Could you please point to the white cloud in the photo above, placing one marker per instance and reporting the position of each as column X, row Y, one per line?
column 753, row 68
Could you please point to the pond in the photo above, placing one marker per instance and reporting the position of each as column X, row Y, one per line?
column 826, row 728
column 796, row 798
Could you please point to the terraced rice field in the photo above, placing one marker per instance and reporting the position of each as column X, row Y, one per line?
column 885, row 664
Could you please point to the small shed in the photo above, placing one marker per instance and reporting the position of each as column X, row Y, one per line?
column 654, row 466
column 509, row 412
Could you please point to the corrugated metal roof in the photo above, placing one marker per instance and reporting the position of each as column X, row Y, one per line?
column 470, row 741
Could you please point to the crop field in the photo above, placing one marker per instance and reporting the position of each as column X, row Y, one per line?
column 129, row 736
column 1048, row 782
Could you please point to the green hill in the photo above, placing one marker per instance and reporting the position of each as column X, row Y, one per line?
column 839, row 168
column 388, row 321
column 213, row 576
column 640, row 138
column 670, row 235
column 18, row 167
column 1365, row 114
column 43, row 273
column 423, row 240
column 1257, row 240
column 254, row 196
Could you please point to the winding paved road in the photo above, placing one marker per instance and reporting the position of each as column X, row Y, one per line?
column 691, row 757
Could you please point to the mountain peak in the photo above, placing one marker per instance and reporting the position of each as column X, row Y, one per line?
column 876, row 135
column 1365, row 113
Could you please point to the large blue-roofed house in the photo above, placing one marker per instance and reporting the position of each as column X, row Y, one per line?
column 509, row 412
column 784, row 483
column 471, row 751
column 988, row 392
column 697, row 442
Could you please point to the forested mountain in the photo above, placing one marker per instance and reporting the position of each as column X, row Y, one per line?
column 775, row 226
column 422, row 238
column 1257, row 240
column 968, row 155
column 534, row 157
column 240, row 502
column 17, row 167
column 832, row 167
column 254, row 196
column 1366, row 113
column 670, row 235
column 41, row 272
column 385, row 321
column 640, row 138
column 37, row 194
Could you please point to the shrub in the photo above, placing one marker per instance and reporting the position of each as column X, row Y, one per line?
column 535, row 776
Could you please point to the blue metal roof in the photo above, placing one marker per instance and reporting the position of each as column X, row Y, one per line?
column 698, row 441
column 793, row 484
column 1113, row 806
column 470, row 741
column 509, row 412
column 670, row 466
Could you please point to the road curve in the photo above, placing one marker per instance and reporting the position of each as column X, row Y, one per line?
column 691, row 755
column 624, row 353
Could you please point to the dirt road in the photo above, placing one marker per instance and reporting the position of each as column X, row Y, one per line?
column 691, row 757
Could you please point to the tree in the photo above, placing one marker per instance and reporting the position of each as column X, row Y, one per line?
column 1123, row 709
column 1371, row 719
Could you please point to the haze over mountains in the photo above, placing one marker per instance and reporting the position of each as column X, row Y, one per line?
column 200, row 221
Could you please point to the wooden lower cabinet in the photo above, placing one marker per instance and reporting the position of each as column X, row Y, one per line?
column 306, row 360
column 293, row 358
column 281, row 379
-*-
## WHAT THE EXERCISE ASKS
Starting at the line that has "Could you please point to the blue" and continuing to the end of the items, copy out the lines with "gravel road" substituted for "dirt road" and nothing else changed.

## EXERCISE SOLUTION
Could you please point to the blue metal roof in the photo above, placing one marker per instance and reporting the position of each as column X, row Y, one per line?
column 698, row 441
column 793, row 484
column 1113, row 806
column 470, row 741
column 509, row 412
column 670, row 466
Could you please point to the road curve in the photo above, placing one marker per instance and reporting the position of each as column X, row Y, one per line?
column 691, row 755
column 624, row 353
Could you please point to the gravel road in the photo above, placing one marker per instance and reporting the position of each as column X, row Y, one per line?
column 691, row 757
Could you please point to the tree in the photo above, placing one marker per instance and reporting the position of each as column X, row Y, one per line?
column 1123, row 709
column 1371, row 719
Could you please point to the haze over mountains in the photo above, placing one marker per instance and reporting the position of each as column X, row Y, one per line?
column 200, row 221
Could you please point to the wooden lower cabinet in the photo above, placing one marker per instance and reporting the position of each as column X, row Y, one per line?
column 306, row 360
column 293, row 358
column 281, row 379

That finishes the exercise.